[Dataset items]
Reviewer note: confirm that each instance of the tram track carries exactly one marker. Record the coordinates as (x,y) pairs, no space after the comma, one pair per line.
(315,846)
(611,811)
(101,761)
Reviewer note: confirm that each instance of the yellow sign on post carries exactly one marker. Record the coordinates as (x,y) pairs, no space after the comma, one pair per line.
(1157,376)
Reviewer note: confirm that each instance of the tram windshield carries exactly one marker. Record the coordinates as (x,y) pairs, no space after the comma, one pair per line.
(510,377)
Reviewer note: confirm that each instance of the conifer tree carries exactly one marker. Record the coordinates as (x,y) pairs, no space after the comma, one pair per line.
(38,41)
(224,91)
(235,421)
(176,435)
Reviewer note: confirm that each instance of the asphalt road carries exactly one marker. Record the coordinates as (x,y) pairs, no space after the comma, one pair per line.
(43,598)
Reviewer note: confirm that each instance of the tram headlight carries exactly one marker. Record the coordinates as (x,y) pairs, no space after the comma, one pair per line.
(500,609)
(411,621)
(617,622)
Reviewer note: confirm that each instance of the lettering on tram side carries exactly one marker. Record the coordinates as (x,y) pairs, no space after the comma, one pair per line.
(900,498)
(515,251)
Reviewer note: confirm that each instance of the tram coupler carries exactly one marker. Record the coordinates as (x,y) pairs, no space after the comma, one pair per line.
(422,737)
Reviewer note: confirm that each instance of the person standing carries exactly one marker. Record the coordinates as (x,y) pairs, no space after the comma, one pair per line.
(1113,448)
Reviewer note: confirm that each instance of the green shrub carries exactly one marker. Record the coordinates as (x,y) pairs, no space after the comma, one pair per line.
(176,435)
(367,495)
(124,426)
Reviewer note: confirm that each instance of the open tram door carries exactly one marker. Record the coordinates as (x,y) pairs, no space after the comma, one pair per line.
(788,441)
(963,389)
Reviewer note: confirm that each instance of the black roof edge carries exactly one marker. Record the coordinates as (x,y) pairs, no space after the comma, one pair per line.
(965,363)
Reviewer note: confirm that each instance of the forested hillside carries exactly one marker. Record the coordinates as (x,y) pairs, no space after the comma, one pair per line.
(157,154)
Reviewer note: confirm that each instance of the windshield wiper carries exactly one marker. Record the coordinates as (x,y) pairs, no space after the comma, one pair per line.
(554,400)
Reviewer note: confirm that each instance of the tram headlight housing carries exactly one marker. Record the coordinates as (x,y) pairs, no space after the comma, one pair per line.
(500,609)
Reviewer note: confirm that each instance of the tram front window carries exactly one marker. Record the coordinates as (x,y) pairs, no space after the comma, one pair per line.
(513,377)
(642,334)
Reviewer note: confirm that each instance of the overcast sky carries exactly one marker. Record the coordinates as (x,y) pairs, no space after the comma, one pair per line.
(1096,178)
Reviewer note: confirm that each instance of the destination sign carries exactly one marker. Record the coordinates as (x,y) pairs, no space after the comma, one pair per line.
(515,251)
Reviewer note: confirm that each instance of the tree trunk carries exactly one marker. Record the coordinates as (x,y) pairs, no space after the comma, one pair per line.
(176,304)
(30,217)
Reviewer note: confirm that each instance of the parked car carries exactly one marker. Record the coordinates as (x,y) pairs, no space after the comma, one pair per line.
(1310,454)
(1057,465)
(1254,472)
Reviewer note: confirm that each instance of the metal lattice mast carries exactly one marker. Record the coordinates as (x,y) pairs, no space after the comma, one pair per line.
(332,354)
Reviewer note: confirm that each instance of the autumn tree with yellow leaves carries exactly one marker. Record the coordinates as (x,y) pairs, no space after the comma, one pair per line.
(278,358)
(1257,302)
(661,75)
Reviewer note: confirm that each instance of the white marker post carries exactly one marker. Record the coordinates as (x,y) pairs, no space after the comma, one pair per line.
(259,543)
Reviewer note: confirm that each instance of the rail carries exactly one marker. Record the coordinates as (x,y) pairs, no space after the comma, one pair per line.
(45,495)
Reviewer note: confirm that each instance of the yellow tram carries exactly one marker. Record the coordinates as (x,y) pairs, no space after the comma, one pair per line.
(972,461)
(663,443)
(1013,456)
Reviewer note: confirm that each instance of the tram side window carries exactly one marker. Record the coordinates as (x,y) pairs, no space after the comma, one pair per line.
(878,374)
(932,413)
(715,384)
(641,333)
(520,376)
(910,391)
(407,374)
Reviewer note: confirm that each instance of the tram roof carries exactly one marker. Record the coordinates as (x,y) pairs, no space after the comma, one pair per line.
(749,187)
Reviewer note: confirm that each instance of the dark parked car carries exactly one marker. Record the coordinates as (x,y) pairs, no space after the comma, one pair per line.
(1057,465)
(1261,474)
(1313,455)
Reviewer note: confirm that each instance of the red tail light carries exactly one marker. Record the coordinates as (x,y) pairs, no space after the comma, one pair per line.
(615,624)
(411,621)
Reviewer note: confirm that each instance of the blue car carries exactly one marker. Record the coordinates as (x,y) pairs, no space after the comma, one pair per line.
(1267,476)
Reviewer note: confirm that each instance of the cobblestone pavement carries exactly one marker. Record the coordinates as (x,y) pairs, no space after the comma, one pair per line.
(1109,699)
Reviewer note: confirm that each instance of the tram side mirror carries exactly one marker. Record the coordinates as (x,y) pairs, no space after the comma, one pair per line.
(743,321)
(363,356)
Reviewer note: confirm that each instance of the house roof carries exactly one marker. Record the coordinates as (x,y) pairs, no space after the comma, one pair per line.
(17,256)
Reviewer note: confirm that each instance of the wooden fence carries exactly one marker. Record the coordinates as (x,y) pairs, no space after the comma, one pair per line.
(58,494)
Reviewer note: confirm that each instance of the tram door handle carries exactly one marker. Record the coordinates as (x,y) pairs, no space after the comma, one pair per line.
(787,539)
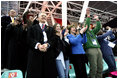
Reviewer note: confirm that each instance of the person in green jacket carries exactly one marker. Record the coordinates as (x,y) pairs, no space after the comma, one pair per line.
(92,48)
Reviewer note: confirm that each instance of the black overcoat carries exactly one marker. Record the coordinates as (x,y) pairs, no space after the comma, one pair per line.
(41,64)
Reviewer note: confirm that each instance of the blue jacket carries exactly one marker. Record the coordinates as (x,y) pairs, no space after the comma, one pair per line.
(76,43)
(105,48)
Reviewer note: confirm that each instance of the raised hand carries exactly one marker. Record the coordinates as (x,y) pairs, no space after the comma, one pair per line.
(42,48)
(66,32)
(83,29)
(30,9)
(96,17)
(88,12)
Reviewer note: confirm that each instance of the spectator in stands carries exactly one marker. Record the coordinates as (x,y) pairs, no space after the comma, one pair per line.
(62,48)
(106,48)
(92,48)
(78,56)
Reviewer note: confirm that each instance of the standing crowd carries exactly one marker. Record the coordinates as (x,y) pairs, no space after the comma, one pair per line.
(42,51)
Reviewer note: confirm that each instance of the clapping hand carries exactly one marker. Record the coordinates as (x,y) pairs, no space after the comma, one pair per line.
(83,29)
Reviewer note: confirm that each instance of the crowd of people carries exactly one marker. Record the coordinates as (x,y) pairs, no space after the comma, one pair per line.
(42,51)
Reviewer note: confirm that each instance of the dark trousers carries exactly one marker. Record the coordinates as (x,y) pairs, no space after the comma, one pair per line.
(79,60)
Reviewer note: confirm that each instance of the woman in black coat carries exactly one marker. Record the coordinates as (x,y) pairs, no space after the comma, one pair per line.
(41,59)
(16,45)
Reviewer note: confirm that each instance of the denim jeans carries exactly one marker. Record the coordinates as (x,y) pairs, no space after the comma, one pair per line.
(62,73)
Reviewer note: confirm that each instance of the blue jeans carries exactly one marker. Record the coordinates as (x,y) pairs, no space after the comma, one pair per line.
(62,73)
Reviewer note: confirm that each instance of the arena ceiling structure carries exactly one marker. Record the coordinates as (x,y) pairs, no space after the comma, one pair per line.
(106,10)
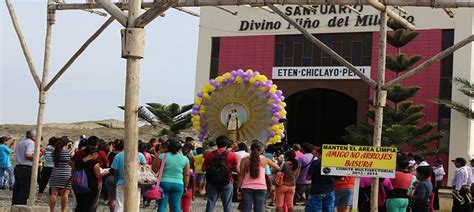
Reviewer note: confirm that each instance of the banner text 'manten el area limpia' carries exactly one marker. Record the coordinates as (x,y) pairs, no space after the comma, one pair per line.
(359,161)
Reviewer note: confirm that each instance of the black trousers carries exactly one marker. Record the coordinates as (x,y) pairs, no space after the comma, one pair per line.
(21,189)
(436,195)
(44,178)
(466,207)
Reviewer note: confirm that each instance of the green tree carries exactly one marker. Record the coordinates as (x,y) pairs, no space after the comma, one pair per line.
(465,88)
(402,117)
(173,117)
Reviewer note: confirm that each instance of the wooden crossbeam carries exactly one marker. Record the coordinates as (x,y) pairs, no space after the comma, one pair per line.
(114,11)
(153,12)
(79,52)
(197,3)
(430,61)
(24,46)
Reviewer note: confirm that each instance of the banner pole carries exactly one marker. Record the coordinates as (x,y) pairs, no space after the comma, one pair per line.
(355,198)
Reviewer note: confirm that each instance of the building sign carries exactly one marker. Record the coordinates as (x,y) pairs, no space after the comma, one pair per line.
(359,161)
(318,16)
(317,73)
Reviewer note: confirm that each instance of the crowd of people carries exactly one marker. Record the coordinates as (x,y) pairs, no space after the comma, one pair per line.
(255,177)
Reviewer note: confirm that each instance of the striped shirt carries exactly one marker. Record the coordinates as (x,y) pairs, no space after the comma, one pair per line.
(48,160)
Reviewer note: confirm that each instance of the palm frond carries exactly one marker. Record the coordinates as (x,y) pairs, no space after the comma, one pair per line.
(464,110)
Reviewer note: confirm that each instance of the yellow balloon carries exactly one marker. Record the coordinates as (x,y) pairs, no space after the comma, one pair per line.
(252,80)
(219,79)
(279,132)
(198,101)
(275,127)
(238,80)
(227,75)
(272,91)
(212,88)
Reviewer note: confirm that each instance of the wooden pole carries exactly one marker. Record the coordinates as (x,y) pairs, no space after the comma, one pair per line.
(325,48)
(79,52)
(24,46)
(429,62)
(197,3)
(381,97)
(114,11)
(131,111)
(379,6)
(51,18)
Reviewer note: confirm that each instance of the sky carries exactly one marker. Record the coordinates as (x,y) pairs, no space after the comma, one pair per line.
(93,87)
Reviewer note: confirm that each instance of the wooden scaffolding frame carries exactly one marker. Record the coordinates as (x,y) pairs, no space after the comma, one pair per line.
(133,51)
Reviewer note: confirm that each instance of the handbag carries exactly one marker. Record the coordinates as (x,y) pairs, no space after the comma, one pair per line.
(155,192)
(146,176)
(279,175)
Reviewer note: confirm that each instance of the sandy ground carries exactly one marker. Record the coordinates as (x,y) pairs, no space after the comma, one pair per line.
(198,205)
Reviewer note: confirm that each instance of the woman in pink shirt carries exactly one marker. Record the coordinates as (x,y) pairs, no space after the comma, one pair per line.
(252,183)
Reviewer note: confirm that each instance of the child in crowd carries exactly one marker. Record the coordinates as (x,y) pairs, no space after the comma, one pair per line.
(198,160)
(423,189)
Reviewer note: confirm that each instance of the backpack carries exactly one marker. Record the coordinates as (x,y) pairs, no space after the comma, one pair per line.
(79,181)
(217,174)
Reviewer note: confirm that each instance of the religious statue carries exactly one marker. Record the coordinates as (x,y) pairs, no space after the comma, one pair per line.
(233,123)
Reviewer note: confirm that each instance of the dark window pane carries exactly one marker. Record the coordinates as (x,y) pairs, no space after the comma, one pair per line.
(214,68)
(365,61)
(279,54)
(316,56)
(298,51)
(367,44)
(356,53)
(346,52)
(215,47)
(307,48)
(289,48)
(299,39)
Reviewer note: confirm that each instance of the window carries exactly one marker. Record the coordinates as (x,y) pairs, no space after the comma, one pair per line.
(296,50)
(214,72)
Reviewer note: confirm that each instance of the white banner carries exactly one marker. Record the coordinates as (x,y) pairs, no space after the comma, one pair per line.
(318,72)
(358,172)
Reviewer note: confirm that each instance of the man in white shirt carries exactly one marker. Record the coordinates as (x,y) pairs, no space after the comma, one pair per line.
(241,153)
(461,185)
(438,170)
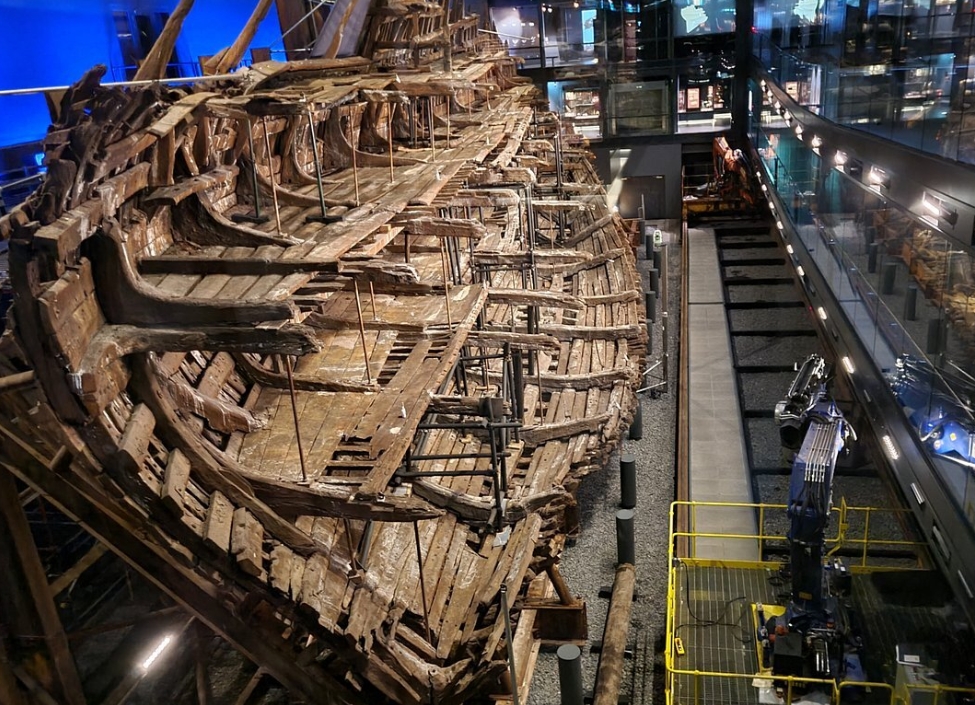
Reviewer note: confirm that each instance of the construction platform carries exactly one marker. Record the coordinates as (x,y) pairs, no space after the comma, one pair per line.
(712,654)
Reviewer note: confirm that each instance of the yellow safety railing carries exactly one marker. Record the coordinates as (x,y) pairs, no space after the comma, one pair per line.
(842,538)
(691,679)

EXERCISE DETAILS:
Reproduce verbatim every line of the entries from the one containing "Reviewer note: confirm that each instance of the man" through the last line, both ends included. Leave the pictures out of your answer.

SOLUTION TO THE EXERCISE:
Reviewer note: confirm that each instance of the man in white shirt carries exactly one marker. Record the coordinates as (x,y) pairs, no space after the comma, one pair per line.
(241,153)
(461,185)
(438,170)
Reviewer note: confirm that each instance of the construction platform carries exactly one marker. Record the coordinates as (x,y) pairs, no space after the comma, one pair per line.
(712,654)
Reviewer note: confirm that each instance of the yellow safety railing carries exactly one marker. Record the coordinates as (x,y) pairs, no space after the comma, one pair per line.
(842,538)
(691,679)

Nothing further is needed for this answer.